▶ Extracted information

- - - - - - -

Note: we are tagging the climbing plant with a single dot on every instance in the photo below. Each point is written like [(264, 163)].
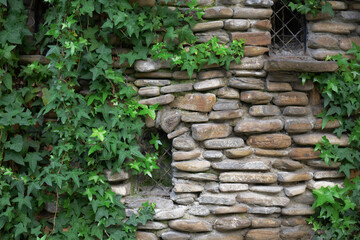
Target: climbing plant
[(67, 117)]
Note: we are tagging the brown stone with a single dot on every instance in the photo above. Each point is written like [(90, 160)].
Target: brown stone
[(276, 141), (255, 97), (304, 154), (291, 98), (253, 38), (195, 102), (258, 126), (201, 132)]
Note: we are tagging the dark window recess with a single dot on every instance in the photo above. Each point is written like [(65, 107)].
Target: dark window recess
[(288, 33)]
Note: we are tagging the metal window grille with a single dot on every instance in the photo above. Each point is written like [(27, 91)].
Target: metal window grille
[(288, 33)]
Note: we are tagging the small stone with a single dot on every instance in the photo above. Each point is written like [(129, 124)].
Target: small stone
[(258, 126), (206, 26), (294, 190), (264, 110), (227, 114), (161, 100), (263, 200), (242, 177), (233, 187), (192, 165), (255, 97), (231, 223), (238, 152), (276, 141), (291, 98), (252, 13), (265, 222), (149, 91), (177, 88), (204, 131), (195, 102), (313, 138), (191, 225), (224, 143), (293, 177), (228, 93), (263, 234), (246, 83), (209, 84), (237, 24)]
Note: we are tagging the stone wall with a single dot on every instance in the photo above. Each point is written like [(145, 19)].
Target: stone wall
[(243, 158)]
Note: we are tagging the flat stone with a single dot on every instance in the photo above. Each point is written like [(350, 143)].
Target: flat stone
[(217, 199), (291, 98), (252, 13), (299, 66), (227, 114), (255, 97), (195, 102), (276, 141), (228, 210), (263, 234), (192, 165), (196, 176), (204, 131), (209, 84), (231, 223), (313, 138), (169, 214), (264, 111), (246, 83), (258, 126), (242, 177), (194, 117), (206, 26), (233, 187), (184, 87), (263, 200), (181, 155), (293, 177), (295, 111), (218, 12), (253, 38), (238, 152), (161, 100), (228, 93), (266, 189), (224, 143), (237, 24), (191, 225), (149, 91), (294, 190), (151, 82), (333, 27), (265, 222)]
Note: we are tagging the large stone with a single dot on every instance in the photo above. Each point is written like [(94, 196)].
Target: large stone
[(258, 126), (191, 225), (313, 138), (255, 97), (231, 223), (276, 141), (224, 143), (243, 177), (201, 132), (195, 102), (246, 83), (263, 200), (192, 165)]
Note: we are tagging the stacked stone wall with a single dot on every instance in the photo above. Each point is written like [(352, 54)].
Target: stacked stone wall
[(243, 139)]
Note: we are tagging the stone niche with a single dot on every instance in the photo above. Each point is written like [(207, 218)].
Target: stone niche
[(243, 160)]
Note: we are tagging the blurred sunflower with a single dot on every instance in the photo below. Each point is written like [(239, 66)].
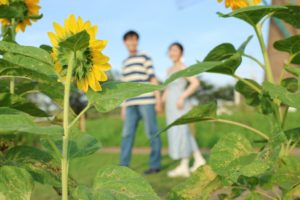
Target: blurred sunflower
[(236, 4), (90, 65), (3, 2), (32, 10)]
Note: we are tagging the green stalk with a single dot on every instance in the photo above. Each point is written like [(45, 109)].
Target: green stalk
[(268, 69), (284, 116), (12, 85), (80, 114), (254, 87), (12, 80), (64, 159), (259, 133), (255, 60)]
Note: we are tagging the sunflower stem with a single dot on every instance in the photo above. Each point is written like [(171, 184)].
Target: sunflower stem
[(268, 69), (64, 159), (12, 85)]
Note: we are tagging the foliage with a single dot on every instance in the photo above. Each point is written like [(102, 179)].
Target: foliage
[(235, 165)]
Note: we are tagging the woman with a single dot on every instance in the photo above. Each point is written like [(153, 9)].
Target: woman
[(181, 142)]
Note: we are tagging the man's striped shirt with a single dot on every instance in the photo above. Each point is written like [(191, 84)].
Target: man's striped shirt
[(139, 68)]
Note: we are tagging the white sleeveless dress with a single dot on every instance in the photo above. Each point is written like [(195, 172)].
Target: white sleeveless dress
[(180, 139)]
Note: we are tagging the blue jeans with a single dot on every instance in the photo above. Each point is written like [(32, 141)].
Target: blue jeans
[(132, 117)]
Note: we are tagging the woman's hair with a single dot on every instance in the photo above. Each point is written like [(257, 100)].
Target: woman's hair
[(180, 46)]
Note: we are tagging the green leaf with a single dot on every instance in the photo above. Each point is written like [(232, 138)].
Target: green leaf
[(290, 45), (291, 84), (220, 52), (234, 155), (13, 10), (290, 15), (83, 193), (288, 174), (22, 104), (15, 183), (28, 51), (193, 70), (245, 44), (115, 93), (26, 62), (293, 70), (200, 186), (196, 114), (80, 145), (253, 196), (14, 122), (27, 154), (293, 133), (252, 96), (76, 42), (254, 14), (121, 183), (279, 92)]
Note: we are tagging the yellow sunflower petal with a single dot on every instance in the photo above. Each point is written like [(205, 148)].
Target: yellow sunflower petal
[(53, 39), (93, 82), (82, 85), (59, 30)]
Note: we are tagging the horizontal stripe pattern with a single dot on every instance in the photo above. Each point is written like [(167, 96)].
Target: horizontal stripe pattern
[(139, 68)]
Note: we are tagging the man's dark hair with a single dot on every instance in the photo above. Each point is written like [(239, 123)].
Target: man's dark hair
[(180, 46), (130, 34)]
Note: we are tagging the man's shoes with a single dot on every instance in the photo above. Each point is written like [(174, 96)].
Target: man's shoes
[(152, 171), (180, 171)]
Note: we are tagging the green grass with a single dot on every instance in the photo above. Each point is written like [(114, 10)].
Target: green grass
[(108, 129), (85, 169)]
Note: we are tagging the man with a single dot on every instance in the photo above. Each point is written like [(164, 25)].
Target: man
[(138, 68)]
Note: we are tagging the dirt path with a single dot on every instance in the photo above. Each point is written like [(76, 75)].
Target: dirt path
[(146, 150)]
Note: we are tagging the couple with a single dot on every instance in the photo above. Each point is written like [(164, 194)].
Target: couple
[(138, 68)]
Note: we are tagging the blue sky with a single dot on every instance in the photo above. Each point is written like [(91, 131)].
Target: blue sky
[(159, 22)]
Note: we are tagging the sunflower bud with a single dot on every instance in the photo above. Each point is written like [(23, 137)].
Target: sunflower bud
[(79, 37), (236, 4)]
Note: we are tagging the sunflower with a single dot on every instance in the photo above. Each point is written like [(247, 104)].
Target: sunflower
[(3, 2), (32, 9), (236, 4), (90, 65)]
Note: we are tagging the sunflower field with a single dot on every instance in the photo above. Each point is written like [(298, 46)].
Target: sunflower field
[(75, 60)]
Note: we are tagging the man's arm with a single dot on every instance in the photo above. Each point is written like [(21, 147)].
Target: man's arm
[(158, 105)]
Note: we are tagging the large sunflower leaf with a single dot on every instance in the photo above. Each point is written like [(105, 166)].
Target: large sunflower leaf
[(13, 10), (254, 14), (200, 113), (15, 122), (200, 186), (80, 145), (281, 93), (15, 183), (29, 63), (121, 183), (20, 103), (114, 93), (27, 154), (252, 96), (28, 51), (288, 174), (229, 148), (290, 44)]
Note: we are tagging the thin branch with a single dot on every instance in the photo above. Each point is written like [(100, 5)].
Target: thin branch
[(261, 134), (79, 115)]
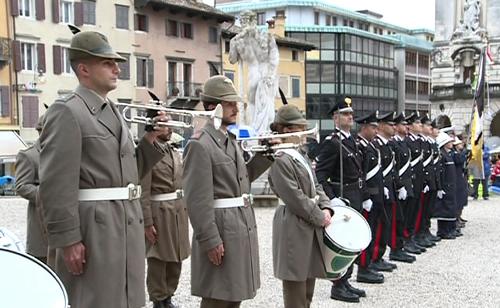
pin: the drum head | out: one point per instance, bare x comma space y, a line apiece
348, 230
26, 282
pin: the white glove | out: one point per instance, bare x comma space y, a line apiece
402, 193
441, 194
386, 192
339, 202
367, 205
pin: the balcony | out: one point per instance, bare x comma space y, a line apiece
184, 89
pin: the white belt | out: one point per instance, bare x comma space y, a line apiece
178, 194
131, 192
244, 201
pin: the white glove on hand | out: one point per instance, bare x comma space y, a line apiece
386, 192
441, 194
402, 193
367, 205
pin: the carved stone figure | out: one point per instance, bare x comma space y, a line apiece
258, 50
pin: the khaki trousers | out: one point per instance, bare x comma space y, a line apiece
217, 303
162, 278
298, 294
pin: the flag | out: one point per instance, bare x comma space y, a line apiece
477, 115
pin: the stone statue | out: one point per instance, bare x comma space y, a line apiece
470, 25
258, 50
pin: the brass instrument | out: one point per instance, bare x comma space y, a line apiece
215, 115
264, 146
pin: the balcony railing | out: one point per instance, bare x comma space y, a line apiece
186, 89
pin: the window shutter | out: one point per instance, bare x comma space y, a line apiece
14, 7
40, 9
5, 94
55, 11
78, 13
140, 73
56, 51
151, 73
40, 51
16, 47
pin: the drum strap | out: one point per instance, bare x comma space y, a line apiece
297, 156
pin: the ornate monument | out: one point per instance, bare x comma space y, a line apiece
258, 50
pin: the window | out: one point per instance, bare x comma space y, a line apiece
67, 12
28, 57
261, 18
141, 22
124, 67
295, 86
121, 16
328, 20
213, 35
27, 8
229, 74
172, 28
145, 72
187, 30
88, 12
66, 66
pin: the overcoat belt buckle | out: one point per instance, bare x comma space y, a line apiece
134, 191
247, 199
180, 193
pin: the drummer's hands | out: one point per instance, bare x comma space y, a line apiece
215, 254
151, 234
327, 218
74, 258
158, 129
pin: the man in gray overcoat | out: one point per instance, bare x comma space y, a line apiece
89, 176
225, 253
27, 182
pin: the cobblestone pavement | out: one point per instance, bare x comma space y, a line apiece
461, 273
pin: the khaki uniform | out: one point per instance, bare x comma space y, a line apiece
27, 181
297, 229
214, 169
85, 144
170, 219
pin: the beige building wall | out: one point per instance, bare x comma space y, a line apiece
49, 86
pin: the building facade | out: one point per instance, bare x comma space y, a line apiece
358, 54
464, 28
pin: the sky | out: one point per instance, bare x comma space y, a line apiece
411, 14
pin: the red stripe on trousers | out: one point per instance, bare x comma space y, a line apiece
420, 213
377, 242
393, 226
362, 260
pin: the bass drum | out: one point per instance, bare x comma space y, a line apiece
27, 282
344, 239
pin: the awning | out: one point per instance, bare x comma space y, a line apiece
10, 144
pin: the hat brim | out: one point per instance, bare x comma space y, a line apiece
113, 56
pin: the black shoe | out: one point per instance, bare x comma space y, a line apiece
411, 248
400, 255
350, 288
340, 293
369, 276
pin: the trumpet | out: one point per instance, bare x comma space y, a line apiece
248, 146
215, 115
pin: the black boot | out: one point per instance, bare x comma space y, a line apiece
400, 255
341, 293
369, 276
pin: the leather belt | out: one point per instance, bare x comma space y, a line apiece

- - - - - - -

Output the line that contains "pin: the sky", followed by every later line in the listing, with no line omitted and none added.

pin: the sky | out: one point per instance, bare x comma space y, a line apiece
411, 14
pin: the red stripe on trousers | out: one point per instance, bare x comma space y, a line apiece
420, 213
377, 242
393, 226
362, 260
pin: the bass drum | out: one point per instance, bare x comma space y, a line apiece
27, 282
344, 239
pin: the awning | out: one point per instance, bare x comma space y, a line apiece
10, 144
pin: the hat brim | out: one point per instance, bare x comma space y, a line apiece
113, 56
pin: the black shoe | out: one point per instance, bare x comma space y, a line apiece
411, 248
400, 255
350, 288
340, 293
369, 276
pin: the trumpet | out: one point per instance, bare x comma space y, a line apiece
248, 146
215, 115
pin: the black boot | out: one point per instance, bare x comma space y, a line apiece
400, 255
341, 293
369, 276
pin: the leather belt | out: one point per instance, bare x comma space y, a line apiece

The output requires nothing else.